### EXTRACTED TEXT
-*-
You can see that in both cases logs do not display any allocation.

Also the tests needs to be updated, they are failing right now.

Also are there plans to make a distinction between Host-accessible buffers and managed buffers in AMDGPU.jl?

Ideally yes, but I don't have much time at the moment to work on that.

pxl-th avatar Jan 24 '24 09:01 pxl-th

@pxl-th even if it doesn't allocate, it still doesn't control the ownership of the buffer. The Base definition has a keyword argument own that can prevent that (do correct me if I'm wrong). The lock keyword is not necessary, since the HIP runtime should tell us the attributes of the pointer. This brings AMDGPU.jl closer to what CUDA.jl (and Base) does for this function here: https://github.com/JuliaGPU/CUDA.jl/blob/275c9bc8f04b7743c34703207f6f8619317d5633/src/array.jl#L234 I will update the tests once I get confirmation that this can be merged to AMDGPU.jl.
-*-
### BRIEF 1
Please find every line in the entries below that contains the string "blurred" and copy each one; case counts.

### EXERCISE INPUT
-*-
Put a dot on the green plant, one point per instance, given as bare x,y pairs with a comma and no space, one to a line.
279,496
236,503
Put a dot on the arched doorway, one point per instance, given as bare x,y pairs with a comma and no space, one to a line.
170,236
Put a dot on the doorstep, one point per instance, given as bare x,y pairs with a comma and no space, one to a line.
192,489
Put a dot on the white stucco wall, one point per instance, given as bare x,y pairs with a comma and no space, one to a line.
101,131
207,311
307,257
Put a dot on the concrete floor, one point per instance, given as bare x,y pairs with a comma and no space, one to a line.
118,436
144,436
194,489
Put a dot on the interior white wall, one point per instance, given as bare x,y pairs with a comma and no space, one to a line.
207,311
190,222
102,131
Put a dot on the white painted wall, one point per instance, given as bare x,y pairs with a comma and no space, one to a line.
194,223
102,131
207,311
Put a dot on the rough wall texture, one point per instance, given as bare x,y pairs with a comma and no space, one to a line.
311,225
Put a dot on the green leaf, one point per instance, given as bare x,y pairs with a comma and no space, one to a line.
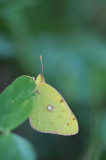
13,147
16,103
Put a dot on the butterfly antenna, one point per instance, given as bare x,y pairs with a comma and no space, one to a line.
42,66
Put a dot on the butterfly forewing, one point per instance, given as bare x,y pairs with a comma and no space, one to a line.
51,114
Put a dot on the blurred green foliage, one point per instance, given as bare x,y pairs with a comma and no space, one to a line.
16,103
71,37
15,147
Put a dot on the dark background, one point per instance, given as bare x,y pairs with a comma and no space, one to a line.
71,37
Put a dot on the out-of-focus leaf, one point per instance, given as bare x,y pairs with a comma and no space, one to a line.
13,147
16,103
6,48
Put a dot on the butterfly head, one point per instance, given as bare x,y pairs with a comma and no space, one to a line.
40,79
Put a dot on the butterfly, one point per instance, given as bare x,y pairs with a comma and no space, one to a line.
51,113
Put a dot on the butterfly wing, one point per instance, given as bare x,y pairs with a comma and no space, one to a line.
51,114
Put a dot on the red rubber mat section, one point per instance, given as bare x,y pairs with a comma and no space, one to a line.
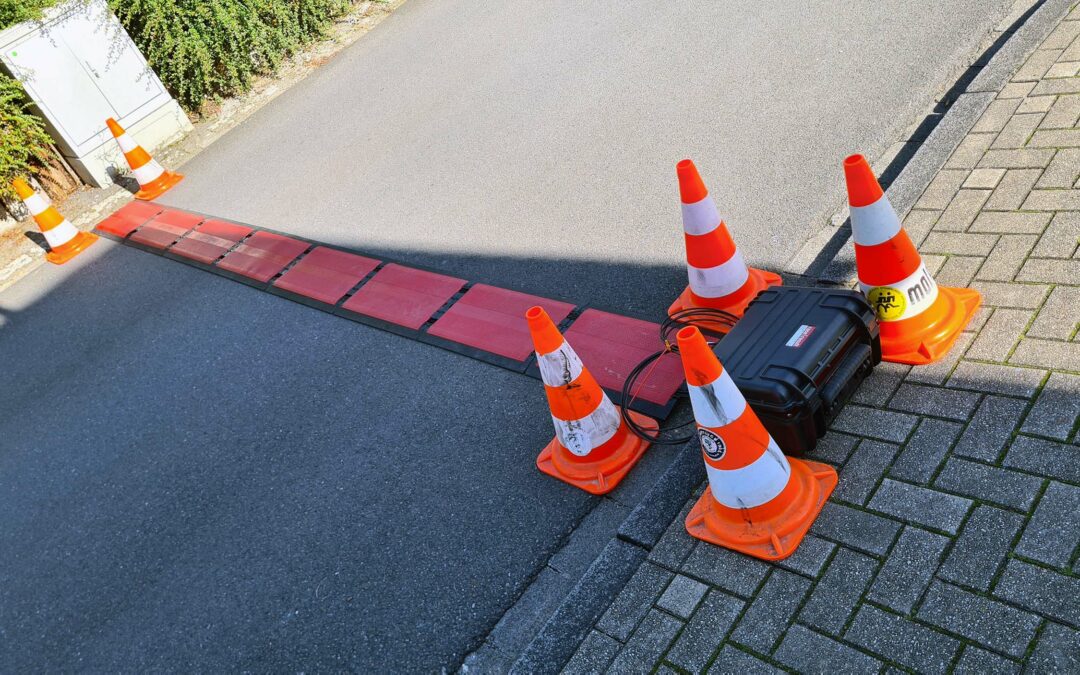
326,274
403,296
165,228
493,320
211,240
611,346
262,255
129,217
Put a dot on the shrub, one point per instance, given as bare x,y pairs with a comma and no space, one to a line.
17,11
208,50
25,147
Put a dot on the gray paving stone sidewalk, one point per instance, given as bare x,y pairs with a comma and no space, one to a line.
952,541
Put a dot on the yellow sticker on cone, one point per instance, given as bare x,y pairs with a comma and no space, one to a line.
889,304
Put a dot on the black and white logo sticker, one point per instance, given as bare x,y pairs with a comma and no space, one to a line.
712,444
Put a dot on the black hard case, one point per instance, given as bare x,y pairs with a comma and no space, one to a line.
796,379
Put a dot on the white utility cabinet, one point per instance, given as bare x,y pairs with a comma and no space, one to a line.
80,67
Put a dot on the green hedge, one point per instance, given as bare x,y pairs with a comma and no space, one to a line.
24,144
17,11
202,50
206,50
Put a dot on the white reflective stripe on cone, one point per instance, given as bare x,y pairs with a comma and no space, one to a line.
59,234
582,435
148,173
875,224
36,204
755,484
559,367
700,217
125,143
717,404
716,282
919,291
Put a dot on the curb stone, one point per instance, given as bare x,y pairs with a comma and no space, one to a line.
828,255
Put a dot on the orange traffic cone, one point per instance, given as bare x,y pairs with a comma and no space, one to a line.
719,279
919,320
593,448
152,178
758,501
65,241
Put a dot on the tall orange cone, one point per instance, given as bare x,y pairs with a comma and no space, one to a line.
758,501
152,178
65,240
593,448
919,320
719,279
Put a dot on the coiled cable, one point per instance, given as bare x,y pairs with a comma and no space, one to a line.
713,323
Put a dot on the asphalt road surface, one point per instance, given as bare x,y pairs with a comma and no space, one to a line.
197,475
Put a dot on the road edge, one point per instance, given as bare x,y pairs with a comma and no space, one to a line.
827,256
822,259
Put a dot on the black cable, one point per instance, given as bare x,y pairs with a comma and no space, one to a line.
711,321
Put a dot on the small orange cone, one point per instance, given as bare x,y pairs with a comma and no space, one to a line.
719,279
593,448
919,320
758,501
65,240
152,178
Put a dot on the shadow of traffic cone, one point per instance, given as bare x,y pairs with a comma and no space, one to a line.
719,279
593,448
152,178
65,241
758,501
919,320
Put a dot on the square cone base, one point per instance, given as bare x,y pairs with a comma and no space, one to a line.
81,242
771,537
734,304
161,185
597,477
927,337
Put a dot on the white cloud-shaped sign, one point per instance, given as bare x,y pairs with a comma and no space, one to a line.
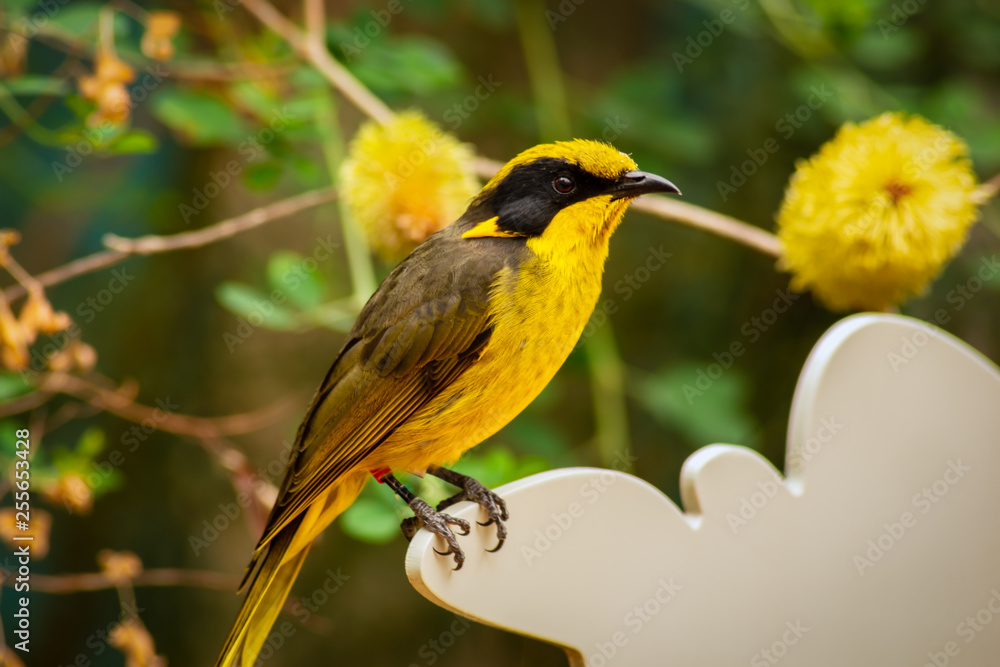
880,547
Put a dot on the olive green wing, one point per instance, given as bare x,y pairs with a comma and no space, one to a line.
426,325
-*-
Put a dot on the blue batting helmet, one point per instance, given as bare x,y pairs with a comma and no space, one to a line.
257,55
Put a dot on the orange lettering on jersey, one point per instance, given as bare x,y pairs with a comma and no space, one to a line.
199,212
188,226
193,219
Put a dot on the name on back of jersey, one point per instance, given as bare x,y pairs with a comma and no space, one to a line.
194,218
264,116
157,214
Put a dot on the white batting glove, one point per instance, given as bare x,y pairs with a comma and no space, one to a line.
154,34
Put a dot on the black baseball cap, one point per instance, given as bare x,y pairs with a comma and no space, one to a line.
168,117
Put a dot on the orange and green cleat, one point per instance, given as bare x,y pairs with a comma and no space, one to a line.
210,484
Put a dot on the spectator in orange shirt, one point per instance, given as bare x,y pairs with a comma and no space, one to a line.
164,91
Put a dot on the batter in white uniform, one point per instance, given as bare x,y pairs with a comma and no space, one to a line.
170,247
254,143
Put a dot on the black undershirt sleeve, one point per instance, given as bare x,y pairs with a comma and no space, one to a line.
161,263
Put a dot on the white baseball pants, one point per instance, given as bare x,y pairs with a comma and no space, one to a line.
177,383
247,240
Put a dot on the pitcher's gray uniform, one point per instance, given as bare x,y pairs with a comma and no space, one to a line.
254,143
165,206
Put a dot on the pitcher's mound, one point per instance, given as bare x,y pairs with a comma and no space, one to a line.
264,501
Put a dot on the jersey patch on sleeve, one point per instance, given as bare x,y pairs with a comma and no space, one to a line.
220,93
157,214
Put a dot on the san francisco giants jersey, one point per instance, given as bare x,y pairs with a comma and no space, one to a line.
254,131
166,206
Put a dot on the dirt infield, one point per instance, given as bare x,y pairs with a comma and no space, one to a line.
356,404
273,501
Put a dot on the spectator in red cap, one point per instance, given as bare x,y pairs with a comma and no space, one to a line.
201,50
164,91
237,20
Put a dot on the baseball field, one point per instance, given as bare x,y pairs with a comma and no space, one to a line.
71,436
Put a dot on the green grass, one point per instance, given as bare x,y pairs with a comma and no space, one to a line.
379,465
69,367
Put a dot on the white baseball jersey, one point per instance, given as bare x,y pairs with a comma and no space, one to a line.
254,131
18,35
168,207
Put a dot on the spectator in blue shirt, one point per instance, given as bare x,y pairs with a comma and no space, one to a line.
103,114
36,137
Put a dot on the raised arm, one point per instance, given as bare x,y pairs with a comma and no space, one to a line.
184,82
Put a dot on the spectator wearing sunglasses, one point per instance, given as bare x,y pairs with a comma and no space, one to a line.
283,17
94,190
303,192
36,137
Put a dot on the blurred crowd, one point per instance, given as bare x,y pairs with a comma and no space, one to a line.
-*-
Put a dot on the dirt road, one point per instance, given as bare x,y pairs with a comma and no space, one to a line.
-*-
### BRIEF 2
Transcribe the part of the forum thread from "You can see" up to and including "buffers in AMDGPU.jl?".

### TASK RESPONSE 1
Put a dot on the blurred green foliage, one point per instance, given as bare x,y pairs with a comma and no space, one to a line.
Put a dot on the blurred crowd, one point per instance, given as bare x,y pairs with a comma and no space, one to a line.

### TASK RESPONSE 2
You can see that in both cases logs do not display any allocation.

Also the tests needs to be updated, they are failing right now.

Also are there plans to make a distinction between Host-accessible buffers and managed buffers in AMDGPU.jl?